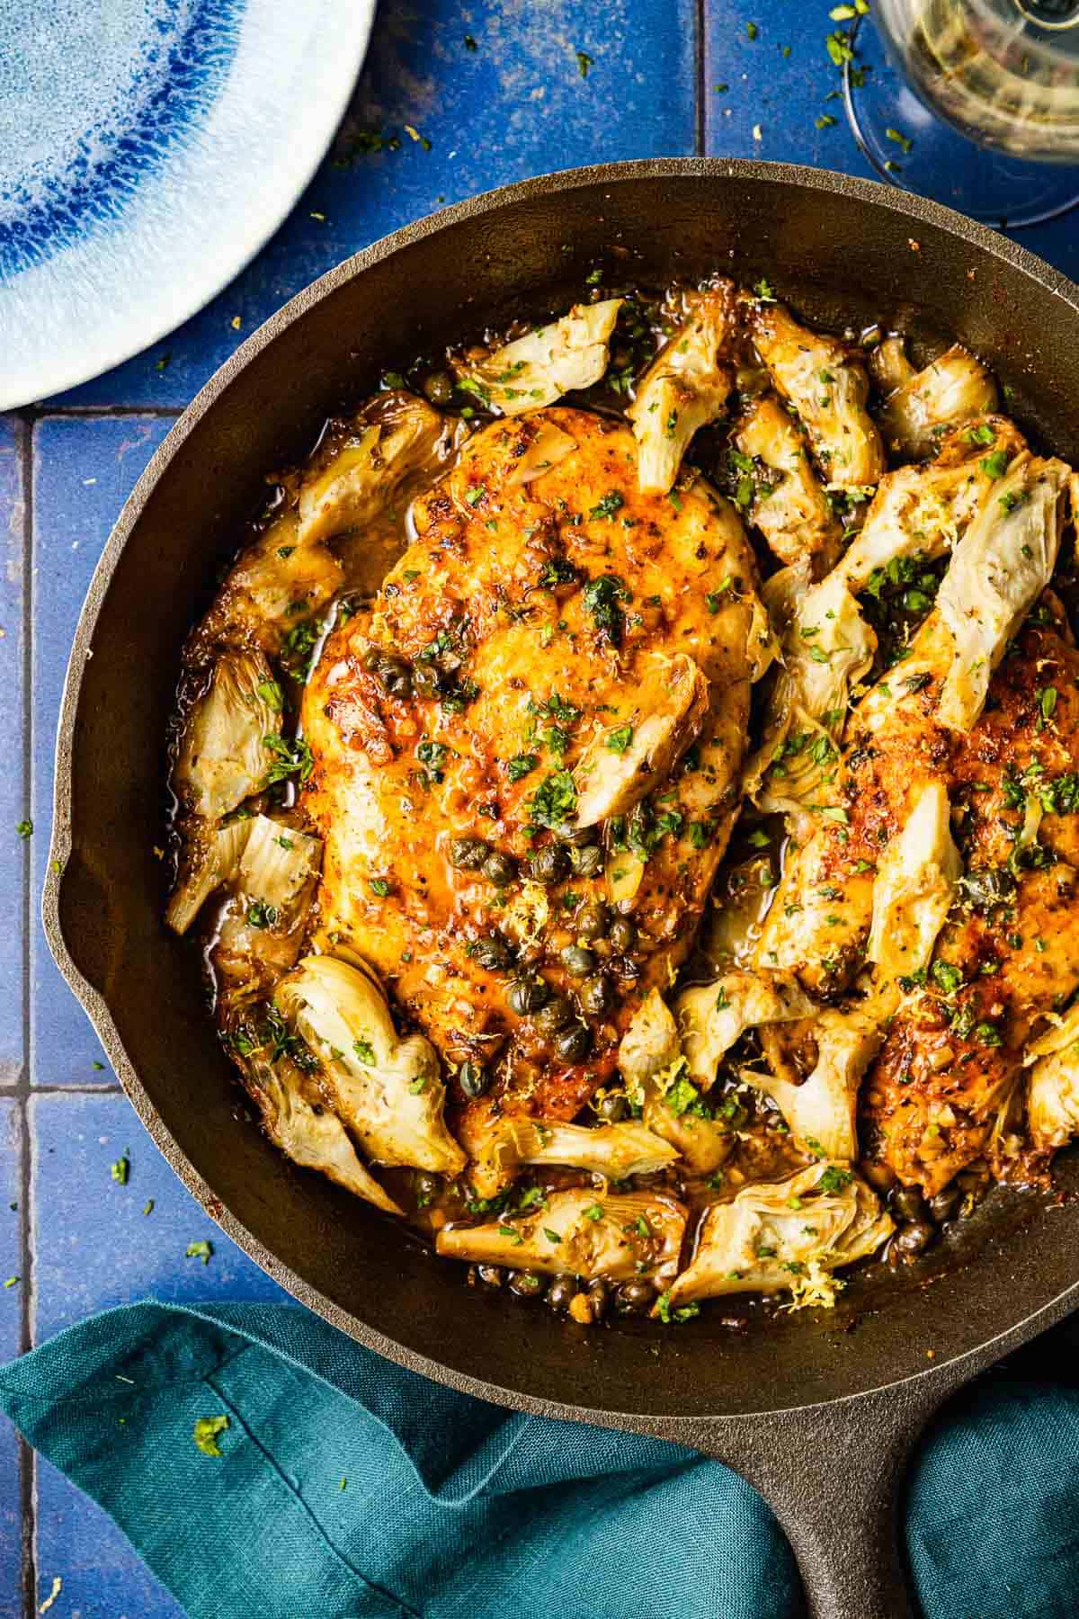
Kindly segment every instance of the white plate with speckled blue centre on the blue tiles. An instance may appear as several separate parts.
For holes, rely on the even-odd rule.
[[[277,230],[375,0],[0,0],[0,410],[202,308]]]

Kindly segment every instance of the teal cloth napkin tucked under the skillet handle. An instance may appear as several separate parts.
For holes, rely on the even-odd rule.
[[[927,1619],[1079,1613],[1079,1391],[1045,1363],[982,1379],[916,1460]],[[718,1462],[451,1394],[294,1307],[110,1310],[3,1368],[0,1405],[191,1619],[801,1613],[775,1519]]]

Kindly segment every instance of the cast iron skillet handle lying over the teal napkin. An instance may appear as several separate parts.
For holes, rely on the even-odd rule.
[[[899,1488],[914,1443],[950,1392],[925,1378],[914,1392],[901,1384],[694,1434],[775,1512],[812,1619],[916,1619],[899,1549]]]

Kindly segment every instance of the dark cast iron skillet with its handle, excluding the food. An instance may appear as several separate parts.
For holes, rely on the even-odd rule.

▶ [What needs to be done]: Drop the pictures and reproduce the rest of the entries above exactly.

▶ [Your solution]:
Kindly segment every instance of the white plate with speckled blue centre on the blue tiles. An instance may appear as several separate parts.
For holes, rely on the even-odd rule.
[[[277,230],[375,0],[0,0],[0,410],[202,308]]]

Kindly segment every instance of the teal cloth napkin tucked under the skillet handle. An instance may appear as several separate parts.
For holes, rely on the even-odd rule.
[[[927,1619],[1079,1613],[1079,1391],[1045,1363],[982,1379],[916,1460]],[[718,1462],[451,1394],[294,1307],[110,1310],[3,1368],[0,1405],[191,1619],[801,1613],[775,1519]]]

Kindly segment every instance of the cast iron skillet handle lying over the teal napkin. An instance may appear as several separate parts.
For holes, rely on the even-odd rule.
[[[899,1488],[914,1443],[950,1392],[925,1378],[914,1392],[901,1384],[694,1434],[775,1512],[812,1619],[916,1619],[899,1549]]]

Kindly segment every instance of the dark cast iron skillet with its handle, excluding the food. An instance may appear as several separate parts.
For holes, rely on the even-odd rule.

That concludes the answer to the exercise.